> EXERCISE REQUIREMENTS
In the listing below, transcribe the line that contains "of the brown" and all lines following it, ending with the last line. Add nothing.

> DATA SHOWN
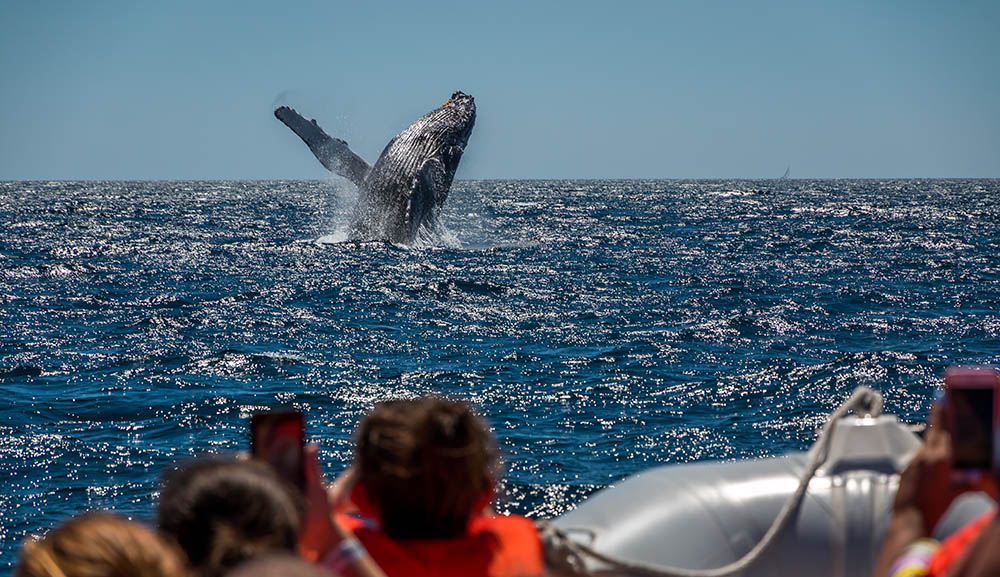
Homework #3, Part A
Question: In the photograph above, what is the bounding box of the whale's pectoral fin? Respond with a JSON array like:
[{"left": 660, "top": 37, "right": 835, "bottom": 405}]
[
  {"left": 274, "top": 106, "right": 371, "bottom": 187},
  {"left": 406, "top": 159, "right": 447, "bottom": 239}
]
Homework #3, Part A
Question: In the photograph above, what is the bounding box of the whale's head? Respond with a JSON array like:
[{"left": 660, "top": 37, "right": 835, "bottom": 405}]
[{"left": 430, "top": 90, "right": 476, "bottom": 150}]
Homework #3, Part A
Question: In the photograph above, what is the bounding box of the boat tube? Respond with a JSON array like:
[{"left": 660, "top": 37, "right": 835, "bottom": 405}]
[{"left": 543, "top": 388, "right": 995, "bottom": 577}]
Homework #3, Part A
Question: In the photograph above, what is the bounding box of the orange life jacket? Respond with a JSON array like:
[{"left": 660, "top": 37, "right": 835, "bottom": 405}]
[
  {"left": 337, "top": 513, "right": 545, "bottom": 577},
  {"left": 928, "top": 511, "right": 995, "bottom": 576}
]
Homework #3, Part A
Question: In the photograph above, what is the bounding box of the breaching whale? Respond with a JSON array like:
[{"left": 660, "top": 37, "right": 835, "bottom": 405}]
[{"left": 275, "top": 91, "right": 475, "bottom": 244}]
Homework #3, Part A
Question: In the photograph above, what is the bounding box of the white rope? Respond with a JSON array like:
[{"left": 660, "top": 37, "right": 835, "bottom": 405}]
[{"left": 539, "top": 386, "right": 885, "bottom": 577}]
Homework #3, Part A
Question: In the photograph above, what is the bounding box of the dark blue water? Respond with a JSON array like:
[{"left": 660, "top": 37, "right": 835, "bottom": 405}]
[{"left": 2, "top": 179, "right": 999, "bottom": 569}]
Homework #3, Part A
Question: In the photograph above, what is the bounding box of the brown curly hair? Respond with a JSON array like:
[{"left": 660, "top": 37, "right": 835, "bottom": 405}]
[{"left": 355, "top": 396, "right": 500, "bottom": 540}]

> TASK RESPONSE
Question: In the photograph above, what is the bounding box of the brown curly hair? Respond with a JSON array like:
[{"left": 660, "top": 37, "right": 835, "bottom": 405}]
[{"left": 355, "top": 396, "right": 500, "bottom": 540}]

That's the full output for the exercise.